#### The task:
Gather every line of the items below that contains the word "jacket", and list those lines in the order they appear.

[Collection entries]
——————————

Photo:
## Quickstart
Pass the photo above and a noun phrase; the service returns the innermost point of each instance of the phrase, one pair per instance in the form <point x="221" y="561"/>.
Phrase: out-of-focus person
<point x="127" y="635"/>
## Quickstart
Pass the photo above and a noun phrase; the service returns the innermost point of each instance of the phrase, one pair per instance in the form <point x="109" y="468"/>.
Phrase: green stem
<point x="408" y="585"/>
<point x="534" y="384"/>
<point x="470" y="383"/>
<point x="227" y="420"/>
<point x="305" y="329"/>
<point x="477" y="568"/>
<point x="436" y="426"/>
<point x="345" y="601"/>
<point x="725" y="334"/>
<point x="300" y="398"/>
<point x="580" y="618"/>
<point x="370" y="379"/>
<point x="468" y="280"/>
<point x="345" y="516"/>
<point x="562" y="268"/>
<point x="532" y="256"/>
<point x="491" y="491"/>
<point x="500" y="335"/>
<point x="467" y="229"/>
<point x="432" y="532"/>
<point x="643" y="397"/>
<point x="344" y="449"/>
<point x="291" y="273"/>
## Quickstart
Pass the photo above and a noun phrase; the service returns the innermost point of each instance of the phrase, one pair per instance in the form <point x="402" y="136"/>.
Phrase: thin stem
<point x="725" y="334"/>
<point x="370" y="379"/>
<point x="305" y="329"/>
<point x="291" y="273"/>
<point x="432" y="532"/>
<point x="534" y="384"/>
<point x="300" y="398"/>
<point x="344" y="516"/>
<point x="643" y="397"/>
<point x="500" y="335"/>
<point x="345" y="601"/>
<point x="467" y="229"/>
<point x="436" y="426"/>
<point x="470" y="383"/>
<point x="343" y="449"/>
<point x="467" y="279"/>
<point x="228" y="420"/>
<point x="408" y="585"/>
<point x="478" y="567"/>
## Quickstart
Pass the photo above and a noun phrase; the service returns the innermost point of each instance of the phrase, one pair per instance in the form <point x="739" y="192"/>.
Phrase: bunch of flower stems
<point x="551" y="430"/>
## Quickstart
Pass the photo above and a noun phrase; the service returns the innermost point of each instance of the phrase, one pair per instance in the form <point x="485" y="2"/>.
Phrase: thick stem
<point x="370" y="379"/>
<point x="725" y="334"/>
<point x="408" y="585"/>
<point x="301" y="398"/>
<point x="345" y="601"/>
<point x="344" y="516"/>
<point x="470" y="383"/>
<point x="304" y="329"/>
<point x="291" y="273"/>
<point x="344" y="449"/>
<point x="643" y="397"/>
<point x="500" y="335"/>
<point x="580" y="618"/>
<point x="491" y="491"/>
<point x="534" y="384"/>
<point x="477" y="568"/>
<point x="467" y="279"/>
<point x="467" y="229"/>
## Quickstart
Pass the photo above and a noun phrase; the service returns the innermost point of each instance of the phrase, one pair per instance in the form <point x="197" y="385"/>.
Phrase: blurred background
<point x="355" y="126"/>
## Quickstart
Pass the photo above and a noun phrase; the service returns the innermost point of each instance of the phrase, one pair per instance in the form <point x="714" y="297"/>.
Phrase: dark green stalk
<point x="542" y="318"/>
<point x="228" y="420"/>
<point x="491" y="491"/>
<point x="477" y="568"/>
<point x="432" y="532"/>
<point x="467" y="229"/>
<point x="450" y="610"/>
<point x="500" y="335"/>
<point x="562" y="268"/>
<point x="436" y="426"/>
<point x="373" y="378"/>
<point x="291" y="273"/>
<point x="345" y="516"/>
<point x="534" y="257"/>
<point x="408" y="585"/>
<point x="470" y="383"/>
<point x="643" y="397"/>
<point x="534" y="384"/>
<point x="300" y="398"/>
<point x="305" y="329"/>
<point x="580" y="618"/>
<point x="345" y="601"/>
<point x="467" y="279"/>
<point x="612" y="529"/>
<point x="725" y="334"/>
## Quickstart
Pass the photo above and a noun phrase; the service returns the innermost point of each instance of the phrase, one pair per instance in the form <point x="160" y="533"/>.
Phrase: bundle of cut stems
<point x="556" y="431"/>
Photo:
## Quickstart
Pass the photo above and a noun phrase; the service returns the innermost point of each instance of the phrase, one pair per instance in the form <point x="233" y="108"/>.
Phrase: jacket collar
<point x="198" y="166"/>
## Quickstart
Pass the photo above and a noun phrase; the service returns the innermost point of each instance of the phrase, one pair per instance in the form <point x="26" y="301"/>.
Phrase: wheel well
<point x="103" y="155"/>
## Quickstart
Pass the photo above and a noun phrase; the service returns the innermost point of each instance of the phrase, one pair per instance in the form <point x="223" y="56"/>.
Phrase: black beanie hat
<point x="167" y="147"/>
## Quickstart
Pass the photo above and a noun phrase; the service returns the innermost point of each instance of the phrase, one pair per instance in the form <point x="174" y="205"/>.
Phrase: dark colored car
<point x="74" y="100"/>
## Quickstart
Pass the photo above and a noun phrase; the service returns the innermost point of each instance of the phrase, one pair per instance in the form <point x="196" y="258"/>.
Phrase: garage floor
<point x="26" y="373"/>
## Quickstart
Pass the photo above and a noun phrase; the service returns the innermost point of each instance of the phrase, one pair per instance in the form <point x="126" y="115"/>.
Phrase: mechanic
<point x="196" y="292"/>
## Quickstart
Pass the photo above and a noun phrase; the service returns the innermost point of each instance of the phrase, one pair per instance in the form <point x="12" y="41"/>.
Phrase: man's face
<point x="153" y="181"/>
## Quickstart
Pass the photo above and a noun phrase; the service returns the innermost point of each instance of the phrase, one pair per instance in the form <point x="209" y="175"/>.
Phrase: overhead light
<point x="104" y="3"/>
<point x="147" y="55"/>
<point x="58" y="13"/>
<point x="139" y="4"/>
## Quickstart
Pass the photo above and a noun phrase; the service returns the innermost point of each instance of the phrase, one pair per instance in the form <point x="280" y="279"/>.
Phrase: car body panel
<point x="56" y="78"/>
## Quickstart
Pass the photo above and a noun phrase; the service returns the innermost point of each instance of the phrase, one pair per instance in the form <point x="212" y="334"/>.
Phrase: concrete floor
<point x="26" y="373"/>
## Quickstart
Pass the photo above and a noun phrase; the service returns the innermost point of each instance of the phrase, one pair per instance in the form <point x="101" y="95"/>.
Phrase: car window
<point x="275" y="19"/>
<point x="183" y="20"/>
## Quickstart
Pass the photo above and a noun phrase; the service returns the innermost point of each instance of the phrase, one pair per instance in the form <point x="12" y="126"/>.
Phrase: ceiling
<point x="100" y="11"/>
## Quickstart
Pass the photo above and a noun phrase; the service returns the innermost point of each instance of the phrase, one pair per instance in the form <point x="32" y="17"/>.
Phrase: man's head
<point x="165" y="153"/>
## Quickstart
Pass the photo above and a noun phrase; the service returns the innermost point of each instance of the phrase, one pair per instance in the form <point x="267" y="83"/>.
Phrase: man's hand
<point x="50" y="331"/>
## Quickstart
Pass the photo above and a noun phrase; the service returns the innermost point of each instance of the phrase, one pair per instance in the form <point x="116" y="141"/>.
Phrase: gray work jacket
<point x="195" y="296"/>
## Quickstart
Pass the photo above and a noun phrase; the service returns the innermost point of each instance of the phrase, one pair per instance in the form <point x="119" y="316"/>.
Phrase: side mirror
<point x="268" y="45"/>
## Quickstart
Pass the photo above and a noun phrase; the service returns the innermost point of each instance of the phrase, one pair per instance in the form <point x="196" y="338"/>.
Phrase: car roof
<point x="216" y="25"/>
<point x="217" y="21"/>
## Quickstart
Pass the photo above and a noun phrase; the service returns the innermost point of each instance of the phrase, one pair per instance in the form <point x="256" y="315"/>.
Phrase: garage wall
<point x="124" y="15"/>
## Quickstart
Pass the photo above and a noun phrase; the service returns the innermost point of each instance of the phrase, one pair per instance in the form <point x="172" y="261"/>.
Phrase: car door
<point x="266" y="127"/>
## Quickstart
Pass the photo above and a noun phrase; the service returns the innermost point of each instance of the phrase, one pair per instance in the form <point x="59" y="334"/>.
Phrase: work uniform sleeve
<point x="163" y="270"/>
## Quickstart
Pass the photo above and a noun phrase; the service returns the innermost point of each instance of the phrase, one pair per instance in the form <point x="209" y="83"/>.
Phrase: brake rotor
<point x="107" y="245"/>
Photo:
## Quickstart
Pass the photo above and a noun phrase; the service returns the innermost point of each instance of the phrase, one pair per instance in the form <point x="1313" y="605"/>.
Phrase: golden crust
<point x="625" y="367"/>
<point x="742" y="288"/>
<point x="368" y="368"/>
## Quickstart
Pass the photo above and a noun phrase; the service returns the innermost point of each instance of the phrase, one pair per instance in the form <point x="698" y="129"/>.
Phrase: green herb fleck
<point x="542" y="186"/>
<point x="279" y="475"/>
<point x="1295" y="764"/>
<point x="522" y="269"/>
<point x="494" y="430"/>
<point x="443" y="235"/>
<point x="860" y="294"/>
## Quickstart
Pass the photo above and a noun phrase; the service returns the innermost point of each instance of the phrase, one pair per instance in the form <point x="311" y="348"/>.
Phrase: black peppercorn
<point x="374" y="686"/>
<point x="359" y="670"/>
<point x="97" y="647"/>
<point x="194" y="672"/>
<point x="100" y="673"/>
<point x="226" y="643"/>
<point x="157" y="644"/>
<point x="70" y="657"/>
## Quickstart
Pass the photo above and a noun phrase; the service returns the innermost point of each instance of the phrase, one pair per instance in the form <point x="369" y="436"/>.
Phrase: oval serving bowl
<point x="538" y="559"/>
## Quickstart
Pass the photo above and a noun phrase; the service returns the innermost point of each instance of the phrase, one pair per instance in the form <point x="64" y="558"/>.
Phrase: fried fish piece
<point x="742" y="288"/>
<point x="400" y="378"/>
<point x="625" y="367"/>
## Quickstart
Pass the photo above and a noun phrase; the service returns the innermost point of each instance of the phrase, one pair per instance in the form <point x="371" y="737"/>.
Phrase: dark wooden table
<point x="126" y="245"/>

——————————

#### Result below:
Phrase: jacket collar
Phrase: gray work jacket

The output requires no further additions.